**DIRECTION:**
Reproduce the material word for word, starting at the line that contains "For every instance of the blonde" and running through the end of the material. Leave the pictures out of your copy.

**EXCERPTED DATA:**
───

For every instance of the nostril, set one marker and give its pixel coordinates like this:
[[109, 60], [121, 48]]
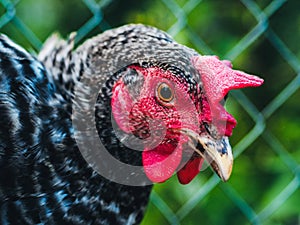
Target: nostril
[[207, 128]]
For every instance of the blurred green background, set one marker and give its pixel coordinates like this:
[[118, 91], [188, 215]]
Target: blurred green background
[[261, 37]]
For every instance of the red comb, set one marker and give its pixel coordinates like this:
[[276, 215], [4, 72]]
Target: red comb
[[218, 79]]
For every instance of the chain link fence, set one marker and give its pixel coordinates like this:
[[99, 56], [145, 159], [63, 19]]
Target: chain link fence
[[264, 188]]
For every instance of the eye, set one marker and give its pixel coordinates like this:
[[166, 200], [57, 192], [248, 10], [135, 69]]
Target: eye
[[165, 93]]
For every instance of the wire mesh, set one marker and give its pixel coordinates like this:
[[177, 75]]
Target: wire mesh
[[162, 207]]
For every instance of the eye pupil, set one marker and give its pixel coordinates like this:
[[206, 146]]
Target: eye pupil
[[165, 93]]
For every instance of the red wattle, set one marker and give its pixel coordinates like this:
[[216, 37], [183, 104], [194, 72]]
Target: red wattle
[[186, 174], [161, 163]]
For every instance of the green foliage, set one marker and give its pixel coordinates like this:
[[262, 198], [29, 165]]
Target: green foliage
[[264, 187]]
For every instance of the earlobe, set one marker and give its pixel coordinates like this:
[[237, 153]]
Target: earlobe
[[121, 105]]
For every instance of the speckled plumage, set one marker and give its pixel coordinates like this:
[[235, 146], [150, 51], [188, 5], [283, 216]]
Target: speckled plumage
[[48, 172], [44, 178]]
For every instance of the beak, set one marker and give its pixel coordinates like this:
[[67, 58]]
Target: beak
[[217, 152]]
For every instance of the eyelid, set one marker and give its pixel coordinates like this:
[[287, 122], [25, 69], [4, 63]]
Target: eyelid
[[166, 102]]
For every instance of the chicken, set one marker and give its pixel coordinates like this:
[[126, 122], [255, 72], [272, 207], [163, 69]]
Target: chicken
[[85, 132]]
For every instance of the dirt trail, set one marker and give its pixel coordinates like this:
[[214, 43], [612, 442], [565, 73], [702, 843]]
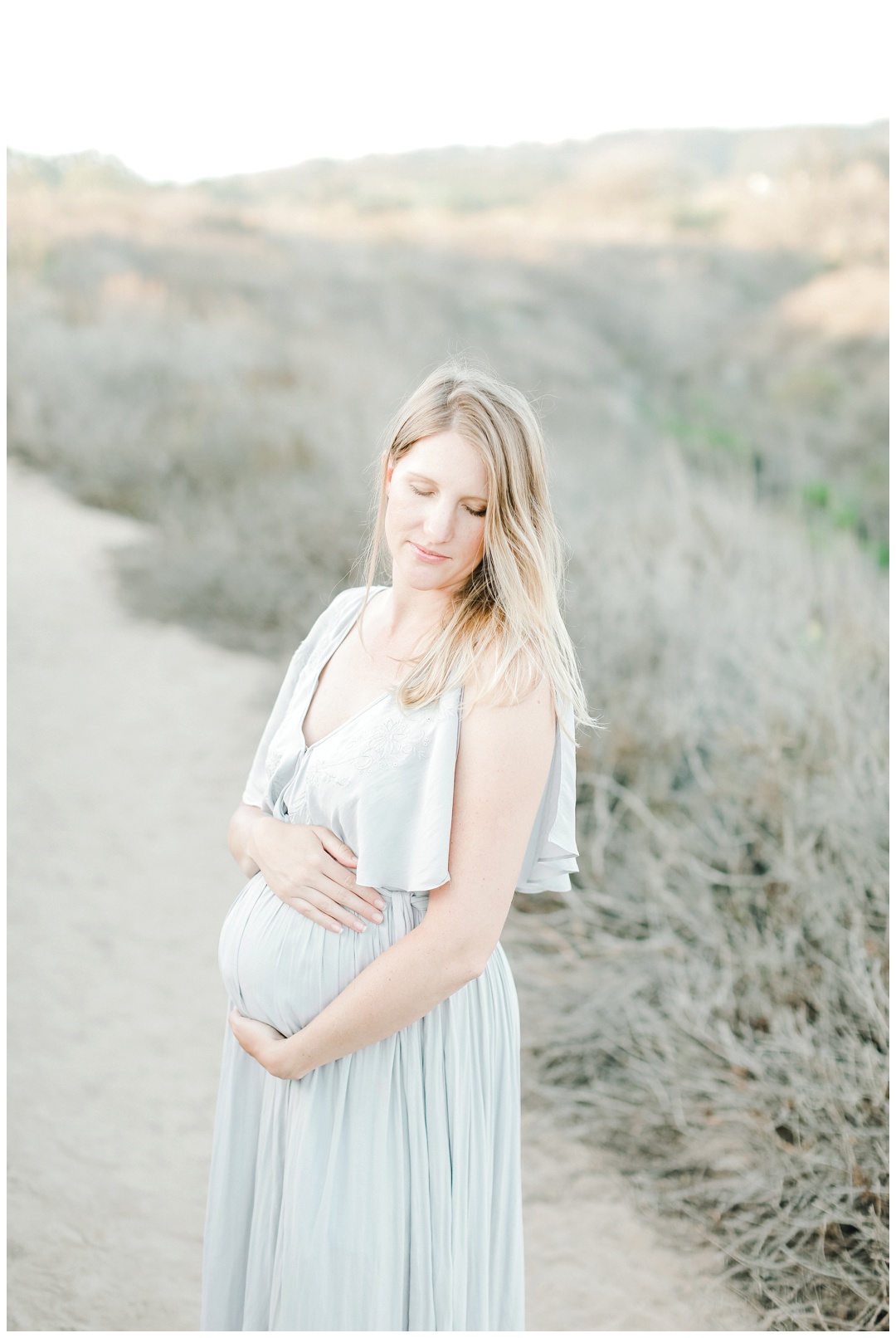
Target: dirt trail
[[129, 743]]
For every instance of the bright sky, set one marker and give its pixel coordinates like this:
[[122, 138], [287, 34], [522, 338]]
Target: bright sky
[[185, 89]]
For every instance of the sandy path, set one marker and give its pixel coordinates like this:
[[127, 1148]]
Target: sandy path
[[129, 743]]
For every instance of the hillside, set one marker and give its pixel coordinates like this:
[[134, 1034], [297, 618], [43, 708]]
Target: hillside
[[703, 320]]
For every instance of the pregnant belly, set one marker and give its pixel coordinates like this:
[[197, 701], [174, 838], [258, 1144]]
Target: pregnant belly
[[282, 969]]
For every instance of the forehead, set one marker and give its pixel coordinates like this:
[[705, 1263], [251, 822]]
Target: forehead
[[447, 458]]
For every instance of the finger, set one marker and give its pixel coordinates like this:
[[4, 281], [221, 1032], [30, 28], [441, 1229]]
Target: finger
[[334, 872], [332, 907], [320, 917], [351, 900], [336, 847]]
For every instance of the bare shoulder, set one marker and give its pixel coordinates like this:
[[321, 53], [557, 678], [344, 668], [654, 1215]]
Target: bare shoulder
[[509, 706]]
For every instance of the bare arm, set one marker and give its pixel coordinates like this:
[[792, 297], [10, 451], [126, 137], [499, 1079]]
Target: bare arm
[[502, 769], [308, 867]]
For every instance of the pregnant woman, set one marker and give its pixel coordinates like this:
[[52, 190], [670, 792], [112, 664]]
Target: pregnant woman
[[417, 769]]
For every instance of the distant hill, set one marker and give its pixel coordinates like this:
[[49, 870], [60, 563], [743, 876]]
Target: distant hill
[[202, 351]]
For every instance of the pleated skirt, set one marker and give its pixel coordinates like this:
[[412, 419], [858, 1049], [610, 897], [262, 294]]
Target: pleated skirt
[[382, 1189]]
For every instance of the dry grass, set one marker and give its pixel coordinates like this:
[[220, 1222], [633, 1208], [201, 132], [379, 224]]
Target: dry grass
[[710, 365], [710, 1001]]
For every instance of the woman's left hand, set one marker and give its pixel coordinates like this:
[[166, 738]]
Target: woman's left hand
[[265, 1044]]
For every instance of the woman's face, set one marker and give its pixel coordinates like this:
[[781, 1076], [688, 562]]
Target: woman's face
[[435, 520]]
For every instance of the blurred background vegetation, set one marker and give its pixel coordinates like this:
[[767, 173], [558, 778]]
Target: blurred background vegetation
[[701, 319]]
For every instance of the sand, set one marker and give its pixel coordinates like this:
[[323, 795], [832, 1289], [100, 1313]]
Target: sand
[[129, 743]]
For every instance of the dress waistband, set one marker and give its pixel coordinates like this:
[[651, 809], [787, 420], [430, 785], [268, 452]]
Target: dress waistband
[[420, 900]]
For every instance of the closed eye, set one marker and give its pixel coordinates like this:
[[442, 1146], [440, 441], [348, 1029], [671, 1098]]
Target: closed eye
[[420, 493]]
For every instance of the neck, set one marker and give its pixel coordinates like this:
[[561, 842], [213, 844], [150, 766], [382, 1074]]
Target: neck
[[408, 614]]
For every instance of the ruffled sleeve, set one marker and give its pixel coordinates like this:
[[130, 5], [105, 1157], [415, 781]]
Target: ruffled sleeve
[[257, 780], [402, 819], [551, 854]]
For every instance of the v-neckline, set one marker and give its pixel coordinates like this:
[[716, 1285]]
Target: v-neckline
[[387, 692]]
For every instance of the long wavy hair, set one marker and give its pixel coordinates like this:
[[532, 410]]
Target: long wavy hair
[[507, 614]]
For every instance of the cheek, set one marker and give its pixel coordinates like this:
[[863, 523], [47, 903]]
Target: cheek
[[475, 544]]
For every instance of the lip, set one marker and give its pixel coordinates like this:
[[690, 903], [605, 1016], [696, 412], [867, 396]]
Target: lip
[[426, 555]]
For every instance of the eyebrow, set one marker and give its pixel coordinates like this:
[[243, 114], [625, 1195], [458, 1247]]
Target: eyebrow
[[424, 478]]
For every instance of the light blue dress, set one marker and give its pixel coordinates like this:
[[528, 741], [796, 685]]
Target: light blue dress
[[382, 1189]]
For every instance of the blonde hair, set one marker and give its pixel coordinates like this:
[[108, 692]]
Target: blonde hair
[[507, 613]]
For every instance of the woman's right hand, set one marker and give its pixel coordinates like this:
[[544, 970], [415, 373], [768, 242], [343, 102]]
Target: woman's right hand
[[308, 867]]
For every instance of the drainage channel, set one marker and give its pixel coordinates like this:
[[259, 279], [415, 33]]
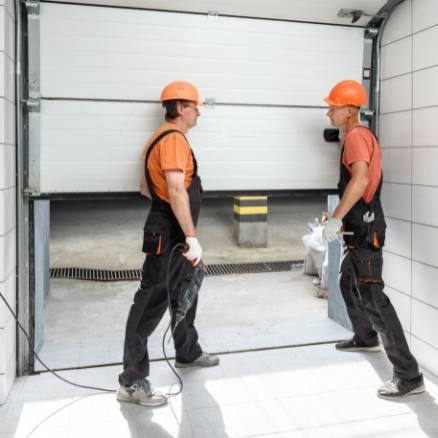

───

**TASK RESPONSE:**
For every instance of the blonde hair, set one marker and give its pixel coordinates like this:
[[108, 692]]
Target: blonde hair
[[507, 613]]
For every instance of the woman's right hand, set one marker and give its pixel coordinates like this:
[[544, 970], [415, 373], [768, 242], [343, 102]]
Target: woman's right hand
[[308, 867]]
For every instance of the drainage channel, set one marker and give its pixel coordinates like this:
[[259, 279], [415, 33]]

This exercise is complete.